[TEXTAUSSCHNITT]
□ □ □ □

Wie sollte die Schulzeit genutzt werden, um uns auf Bewerbungen vorzubereiten?

Klingt hart, ist aber so: Während der Schulzeit werden schon entscheidende Weichen für das spätere Berufsleben gestellt. Und wer sich nicht reinhängt, kann sich schon in jungen Jahren viel verbauen. Leider kommunizieren das viele Lehrer nicht klar genug. Denn sie sind meistens von der Universität direkt zurück an die Schule gewechselt und haben z. B. nie die knallharten Auswahlverfahren von Unternehmen durchlaufen. Schüler profitieren enorm, wenn Personal- oder Karriereberater in die Schulen kommen und über Anforderungen an Absolventen aus erster Hand berichten.

„Deutschland bewirbt sich“

Die Bewerbungsexperten DURABLE und PAGNA initiierten die bundesweite Aktion „Deutschland bewirbt sich“. Die Website www.bewerbertage.com informiert euch ausführlich über Fragestellungen zu Bewerbung, Stellenanzeigen, Bewerbungsmappe, Anschreiben, Ausbildung und Vorstellungsgespräch.

Wie finde ich meinen Traumjob?

□ □ □ □

[AUFGABENSTELLUNG]
A) Schreibe aus dem Textausschnitt über die Schulzeit den Abschnitt von „Die Bewerbungsexperten DURABLE“ bis „ich meinen Traumjob?“ wortgetreu ab.
B) Welche Bewerbungsexperten haben laut dem Textausschnitt über die Schulzeit die Aktion „Deutschland bewirbt sich“ initiiert?

[GESAMMELTE DATEN]
□ □ □ □

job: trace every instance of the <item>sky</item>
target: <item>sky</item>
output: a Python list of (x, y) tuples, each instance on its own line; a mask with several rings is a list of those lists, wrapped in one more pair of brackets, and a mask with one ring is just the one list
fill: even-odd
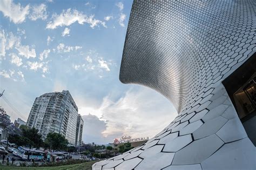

□ □ □ □

[ERGEBNISSE JE AUFGABE]
A)
Die Bewerbungsexperten DURABLE und PAGNA initiierten die bundesweite Aktion „Deutschland bewirbt sich“. Die Website www.bewerbertage.com informiert euch ausführlich über Fragestellungen zu Bewerbung, Stellenanzeigen, Bewerbungsmappe, Anschreiben, Ausbildung und Vorstellungsgespräch.

Wie finde ich meinen Traumjob?

B) DURABLE und PAGNA